[Items listed in a dataset]
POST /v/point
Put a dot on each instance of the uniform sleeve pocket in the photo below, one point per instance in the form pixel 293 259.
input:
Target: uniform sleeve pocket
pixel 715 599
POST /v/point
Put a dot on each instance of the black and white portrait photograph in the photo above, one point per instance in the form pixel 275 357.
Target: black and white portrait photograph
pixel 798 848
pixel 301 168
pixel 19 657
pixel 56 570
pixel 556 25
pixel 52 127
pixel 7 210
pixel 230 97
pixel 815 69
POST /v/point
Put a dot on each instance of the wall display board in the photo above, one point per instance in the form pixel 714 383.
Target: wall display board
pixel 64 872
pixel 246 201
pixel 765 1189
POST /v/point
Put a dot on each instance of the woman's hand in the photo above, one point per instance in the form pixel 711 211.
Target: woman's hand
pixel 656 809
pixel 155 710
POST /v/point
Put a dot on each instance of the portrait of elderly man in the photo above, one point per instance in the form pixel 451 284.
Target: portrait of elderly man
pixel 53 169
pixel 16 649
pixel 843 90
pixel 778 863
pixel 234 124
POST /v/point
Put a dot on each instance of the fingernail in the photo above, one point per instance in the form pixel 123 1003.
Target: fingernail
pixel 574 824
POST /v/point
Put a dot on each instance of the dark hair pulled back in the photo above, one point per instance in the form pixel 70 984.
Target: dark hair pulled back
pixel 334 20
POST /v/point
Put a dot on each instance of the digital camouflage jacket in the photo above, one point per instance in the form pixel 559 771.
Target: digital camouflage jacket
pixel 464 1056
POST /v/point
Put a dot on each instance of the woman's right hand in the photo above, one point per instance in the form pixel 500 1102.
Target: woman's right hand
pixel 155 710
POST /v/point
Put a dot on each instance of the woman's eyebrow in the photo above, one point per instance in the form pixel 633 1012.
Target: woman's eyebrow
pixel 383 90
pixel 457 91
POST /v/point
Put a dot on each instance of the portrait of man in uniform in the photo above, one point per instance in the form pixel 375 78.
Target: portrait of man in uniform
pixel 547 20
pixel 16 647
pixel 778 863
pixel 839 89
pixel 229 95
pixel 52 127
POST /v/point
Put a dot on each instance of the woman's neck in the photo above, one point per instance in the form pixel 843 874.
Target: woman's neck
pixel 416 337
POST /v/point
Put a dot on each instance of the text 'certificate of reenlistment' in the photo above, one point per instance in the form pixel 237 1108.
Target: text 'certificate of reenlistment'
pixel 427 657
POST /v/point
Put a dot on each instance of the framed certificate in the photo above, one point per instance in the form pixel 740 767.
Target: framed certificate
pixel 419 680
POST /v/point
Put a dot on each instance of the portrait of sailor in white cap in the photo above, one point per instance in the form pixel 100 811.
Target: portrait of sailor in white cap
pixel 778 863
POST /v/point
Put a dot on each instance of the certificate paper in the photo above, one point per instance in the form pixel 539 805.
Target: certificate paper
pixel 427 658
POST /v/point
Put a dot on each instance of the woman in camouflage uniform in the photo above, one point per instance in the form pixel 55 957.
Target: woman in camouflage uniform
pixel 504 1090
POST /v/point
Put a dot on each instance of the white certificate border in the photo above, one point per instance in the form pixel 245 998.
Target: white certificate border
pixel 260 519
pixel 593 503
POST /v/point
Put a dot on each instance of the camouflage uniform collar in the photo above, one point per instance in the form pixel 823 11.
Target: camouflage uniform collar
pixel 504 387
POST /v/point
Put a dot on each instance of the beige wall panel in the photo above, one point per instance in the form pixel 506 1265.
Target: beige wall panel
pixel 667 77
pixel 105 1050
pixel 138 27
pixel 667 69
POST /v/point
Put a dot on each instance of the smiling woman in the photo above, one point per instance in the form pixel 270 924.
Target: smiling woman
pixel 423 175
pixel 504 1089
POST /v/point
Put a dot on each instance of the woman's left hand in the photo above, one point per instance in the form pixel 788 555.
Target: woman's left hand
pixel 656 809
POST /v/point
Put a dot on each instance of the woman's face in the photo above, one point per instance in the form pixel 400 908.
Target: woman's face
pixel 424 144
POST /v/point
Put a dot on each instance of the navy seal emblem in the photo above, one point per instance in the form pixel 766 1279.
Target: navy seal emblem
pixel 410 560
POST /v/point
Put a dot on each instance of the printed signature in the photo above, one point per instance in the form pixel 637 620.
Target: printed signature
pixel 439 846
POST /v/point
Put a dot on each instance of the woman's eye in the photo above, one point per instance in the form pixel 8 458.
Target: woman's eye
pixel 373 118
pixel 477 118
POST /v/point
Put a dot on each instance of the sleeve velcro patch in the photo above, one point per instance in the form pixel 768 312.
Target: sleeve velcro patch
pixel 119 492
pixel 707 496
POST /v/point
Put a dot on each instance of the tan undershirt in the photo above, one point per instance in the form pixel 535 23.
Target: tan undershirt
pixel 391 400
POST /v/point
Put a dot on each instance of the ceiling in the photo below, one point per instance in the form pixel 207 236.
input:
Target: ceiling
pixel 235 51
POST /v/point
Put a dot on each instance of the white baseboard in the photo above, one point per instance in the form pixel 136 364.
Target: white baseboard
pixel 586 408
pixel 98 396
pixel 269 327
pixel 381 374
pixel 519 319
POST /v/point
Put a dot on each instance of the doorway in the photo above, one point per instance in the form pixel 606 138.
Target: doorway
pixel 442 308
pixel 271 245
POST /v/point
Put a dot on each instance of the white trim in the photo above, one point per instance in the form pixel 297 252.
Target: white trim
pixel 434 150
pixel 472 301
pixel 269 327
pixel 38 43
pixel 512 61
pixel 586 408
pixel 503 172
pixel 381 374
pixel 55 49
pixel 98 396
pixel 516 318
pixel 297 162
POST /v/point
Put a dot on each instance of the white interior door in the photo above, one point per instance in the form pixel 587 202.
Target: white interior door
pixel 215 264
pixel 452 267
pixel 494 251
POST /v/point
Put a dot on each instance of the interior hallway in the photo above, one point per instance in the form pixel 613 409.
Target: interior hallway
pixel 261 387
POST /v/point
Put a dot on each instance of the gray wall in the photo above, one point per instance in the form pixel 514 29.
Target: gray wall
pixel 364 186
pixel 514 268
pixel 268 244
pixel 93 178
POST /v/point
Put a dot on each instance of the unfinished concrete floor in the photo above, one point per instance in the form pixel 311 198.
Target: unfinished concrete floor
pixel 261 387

» What to work on:
Each record above is to be reproduced verbatim.

» Response:
POST /v/point
Put a dot on each instance of the uniform sleeve pocket in the photo below, one point per instance in the form pixel 293 259.
input:
Target: uniform sleeve pocket
pixel 715 599
POST /v/point
Put a dot on each instance of the black and white portrait photograph in the photo above, one point per instance in the form pixel 275 357.
Target: black and white portrait photograph
pixel 798 848
pixel 301 168
pixel 19 657
pixel 56 570
pixel 556 25
pixel 52 127
pixel 7 210
pixel 230 97
pixel 815 69
POST /v/point
Put a dot on each instance of the wall display board in the photo above, one point per instance in the form pixel 714 383.
Target: wall display board
pixel 64 872
pixel 246 201
pixel 765 1189
POST /v/point
Put a dot on each instance of the woman's hand in the photo above, one point per instance in the form pixel 711 211.
Target: woman's hand
pixel 656 809
pixel 155 710
POST /v/point
Put a dot on each instance of the portrait of elderly man in the photo above, one point per instance in the form pixel 451 284.
Target: portrait of elderly man
pixel 53 169
pixel 16 649
pixel 843 90
pixel 778 863
pixel 234 124
POST /v/point
Put a dot on each instance of the fingernail in the photo above, one point per instance in the form pixel 123 1003.
Target: fingernail
pixel 574 824
POST /v/point
Put a dot on each instance of the dark hair pulled back in the photo above, one point per instance in the form pixel 70 984.
Target: dark hair pulled back
pixel 334 20
POST /v/point
Put a dot on each instance of the digital camouflage jacket in the photo above, one point per instance in the form pixel 559 771.
Target: digital camouflage jacket
pixel 464 1056
POST /v/point
Put a dot on each instance of the woman's right hand in the photo above, one point per instance in the form pixel 500 1102.
Target: woman's right hand
pixel 155 710
POST /v/point
Put a dot on each instance of the woman's eyebrow in the photo above, one point per instance in the form pixel 633 1012.
Target: woman's eyebrow
pixel 383 90
pixel 457 91
POST /v/point
Put a dot on each instance of the portrait of man in uniform in the photo above, one point per instance in the form pixel 375 78.
Target: portrait of man in uniform
pixel 547 20
pixel 16 647
pixel 778 863
pixel 839 89
pixel 229 95
pixel 52 127
POST /v/point
Put a dot on each instance of the woman's neck in the photo above, one point per instance in the form pixel 843 874.
Target: woman's neck
pixel 416 337
POST /v/point
Put a dot on each instance of the text 'certificate of reenlistment' in the photo above, one point per instance in the form pixel 237 1108.
Target: text 'certificate of reenlistment'
pixel 427 657
POST /v/point
Put a dot on each instance of the framed certificate in the photo above, one point per instance in the form pixel 740 767.
Target: framed certificate
pixel 419 680
POST /v/point
Put a dot on each instance of the portrait of sailor in white cap in the photo above, one point per instance in the form pixel 100 811.
Target: portrait of sailor in white cap
pixel 778 863
POST /v/point
Put a dot on each instance of the certificate paper in the photo above, one point per instance in the form pixel 539 805.
Target: certificate paper
pixel 427 658
POST /v/point
Put a dot on each instance of the woman in camouflage uniform in the photo above, one point per instance in the form pixel 55 957.
Target: woman in camouflage uniform
pixel 504 1090
POST /v/point
Put a dot on each instance of the white certificate border in the photo above, one point per instance in the form pixel 245 998.
Target: white certificate border
pixel 260 519
pixel 593 503
POST /v/point
Put a dot on each instance of the camouflage uniform collar in the photo above, one point per instance in the form pixel 823 11.
Target: camouflage uniform collar
pixel 504 387
POST /v/point
Put a dot on each instance of the beige wall panel in the photo above, one point per instance in the form pixel 506 1265.
Target: beige wall panel
pixel 667 77
pixel 105 1050
pixel 138 27
pixel 667 69
POST /v/point
Put a dot on each instance of the smiling woman in the photo above, one point per instance in the form pixel 270 924.
Target: smiling woman
pixel 423 175
pixel 504 1089
POST /v/point
Put a dot on each instance of the woman's left hand in the photo above, one point per instance in the form pixel 788 555.
Target: woman's left hand
pixel 656 809
POST /v/point
Put a dot on each instance of the woman's face in the photo above, one point per instance in the form pixel 400 908.
Target: woman's face
pixel 424 144
POST /v/point
Put a dot on each instance of the navy seal emblem in the photo above, one point per instance in the form pixel 766 1279.
Target: navy seal emblem
pixel 410 560
POST /v/point
Put a dot on each instance of the printed signature in the photo above, one point per instance in the form pixel 637 620.
Target: printed signature
pixel 439 846
POST /v/point
Put a dot on each instance of the woman's eye in the photo above, one point per instance in the form pixel 8 458.
Target: woman's eye
pixel 373 118
pixel 477 118
POST /v/point
Put a dot on each instance of the sleeve velcro patch in the photo above, one point per instance in the form pixel 768 312.
Target: sleeve velcro patch
pixel 119 492
pixel 707 496
POST /v/point
Put a dot on each instance of the tan undershirt in the photo above, one point per instance in the form pixel 535 23.
Target: tan undershirt
pixel 391 400
POST /v/point
Put a dot on each instance of the ceiling in the photo below, one point per instance in the form pixel 207 236.
input:
Target: ceiling
pixel 235 51
POST /v/point
Put a dot on each instance of the white baseboard in the photo above, one point per instance in the form pixel 136 364.
Target: white baseboard
pixel 586 408
pixel 98 396
pixel 269 327
pixel 381 374
pixel 519 319
POST /v/point
Put a dot on each instance of the doorway in the photo above, one point per instance in the form pixel 606 138.
Target: doorway
pixel 442 308
pixel 271 245
POST /v/point
Put a dot on each instance of the white trim in the photo above, one point per instance in the form pixel 297 252.
Target: white trim
pixel 434 150
pixel 472 301
pixel 269 327
pixel 38 43
pixel 512 61
pixel 586 408
pixel 503 172
pixel 381 374
pixel 55 49
pixel 98 396
pixel 516 318
pixel 297 162
POST /v/point
Put a dot on each instance of the white interior door in the photo above, one point per instance in the form pixel 587 202.
Target: white interior door
pixel 215 264
pixel 452 267
pixel 494 251
POST /v/point
Put a dot on each instance of the interior hallway in the photo above, one point per instance in the form pixel 613 409.
Target: interior hallway
pixel 261 387
POST /v/point
Put a dot on each instance of the gray wall in the photo above, one point per instance in the form pixel 514 29.
Target: gray wall
pixel 364 186
pixel 514 268
pixel 268 244
pixel 93 178
POST /v/point
Put a dot on each instance of the unfinished concrete floor in the photo above, one point per instance in the form pixel 311 198.
Target: unfinished concrete floor
pixel 261 387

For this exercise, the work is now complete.